(TRECHO PARA LEITURA):
——

5/18/2019

Bernardo Guimarães: romancista e poeta (Ensaio)



Bernardo Guimarães: romancista e poeta

Dizia-me, outro dia, um dos filhos de Bernardo Guimarães, Afonso Silva Guimarães, esse Silva Guimarães autor da magnífica coleção de contos que são "Os Borrachos": se a celebração do centenário natalício do autor de "Ermitão de Muquém" tivesse ocorrido nos dias de hoje, sob o influxo do governo Getúlio Vargas, cioso como é ele das expressões do caráter de brasilidade, teríamos tido, certamente, e com grande fulgor, a revivescência de seu brilho literário de poeta e romancista, com a reedição de suas obras, em parte esgotadas, para a admiração das novas gerações.

Tal afirmativa de um dos filhos de Bernardo Guimarães é duplamente significativa, pois, ao mesmo tempo em que implica um elogio, pelo interesse com que são tratadas as coisas da literatura nacional no governo atual, representa uma queixa pela indiferença com que tem sido tratada uma grande figura das nossas letras, cuja obra marca, de certo modo, "um ponto na evolução do romance nacional", como já foi dito.

Embora situado como melhor poeta do que romancista, por Manuel Bandeira, para quem o poema "O devanear de um cético" "é a produção mais característica da geração a que ele pertenceu", Bernardo Guimarães deixou sulcos profundos no que diz respeito ao romance brasileiro. Aliás, para Agripino Grieco ele foi maior romancista do que poeta.

VELHOS TEMPOS...

Na verdade, Bernardo Guimarães foi antes de tudo um dispersivo. Dispersou tempo, imaginação e talento. Espontâneo, como assinalou Sílvio Romero, ele era também um contemplativo. Amava a natureza, as longas caminhadas, os campos e a floresta, em que se perdia em busca de material para as esculturas que esculpia a canivete em pedaços de madeira. Absorvia-o a natureza e quebrava-se assim a continuidade nos seus trabalhos literários.

Encheu, sim, foi a vida de episódios, naqueles tempos de Álvares de Azevedo, Aureliano Lessa e outros, em São Paulo, onde chegara conduzindo um escravo e uma mesada limitada em vinte mil réis, o que o obrigava, para esticá-la, a lecionar latim e francês.

——

(DADOS APRESENTADOS):
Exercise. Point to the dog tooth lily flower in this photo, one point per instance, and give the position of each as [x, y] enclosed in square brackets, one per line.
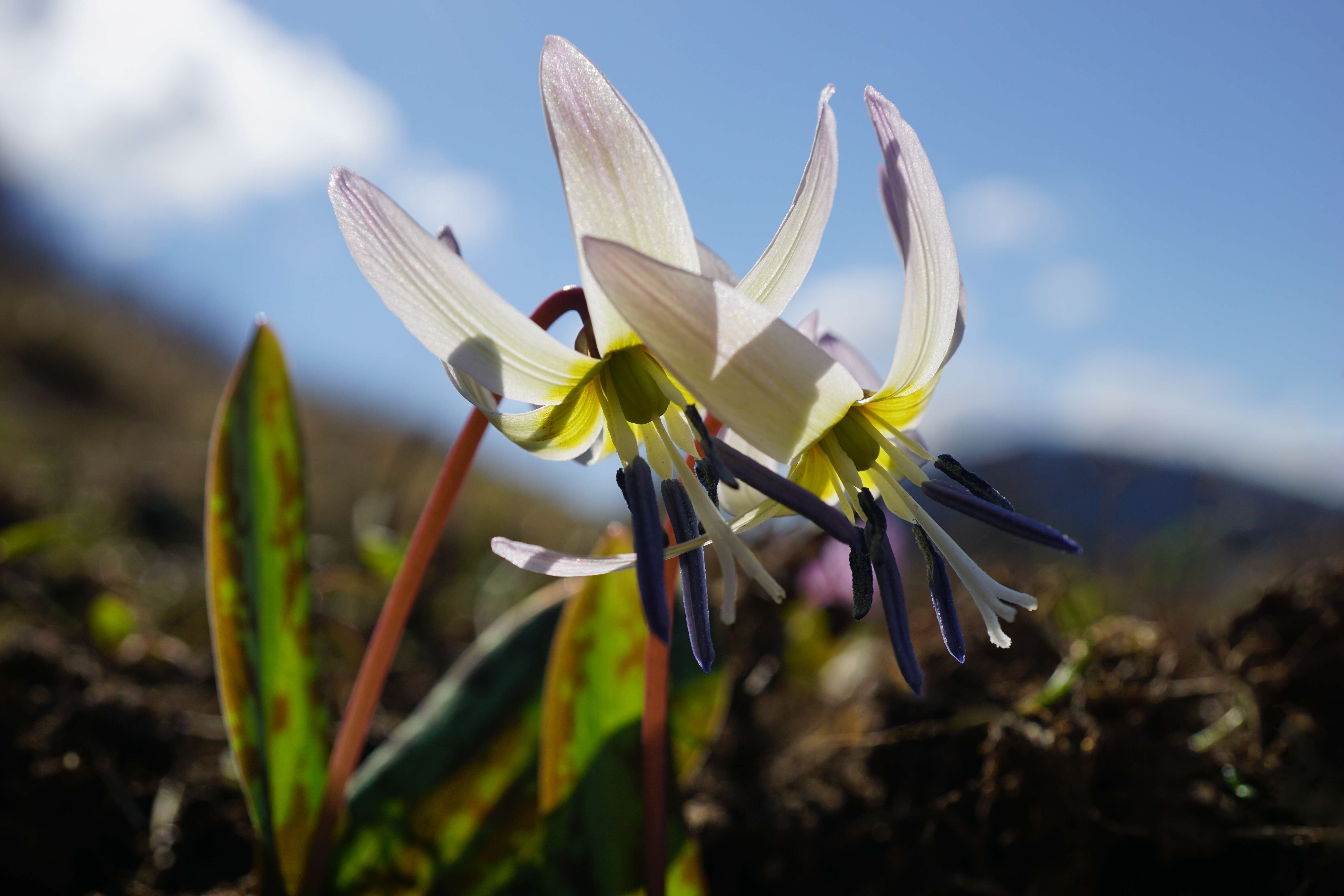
[794, 401]
[610, 393]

——

(COMPLETE O SEGUINTE):
1 – Segundo o ensaio sobre Bernardo Guimarães, de quanto era a mesada com que ele chegou a São Paulo?
2 – Indique se cada afirmação concorda com o ensaio sobre Bernardo Guimarães, respondendo sim ou não e citando as palavras do ensaio que decidem: (a) Manuel Bandeira considerava Bernardo Guimarães melhor poeta do que romancista. (b) Agripino Grieco o considerava maior poeta do que romancista. (c) Bernardo Guimarães fazia esculturas a canivete em pedaços de madeira.
3 – Liste, por favor, todos os títulos de obras literárias mencionados no ensaio sobre Bernardo Guimarães.

(CONJUNTO DE RESPOSTAS):
1 – Vinte mil réis.

2 –
(a) Sim: "Embora situado como melhor poeta do que romancista, por Manuel Bandeira".
(b) Não: "para Agripino Grieco ele foi maior romancista do que poeta."
(c) Sim: "as esculturas que esculpia a canivete em pedaços de madeira".

3 –
"Os Borrachos"
"Ermitão de Muquém"
"O devanear de um cético"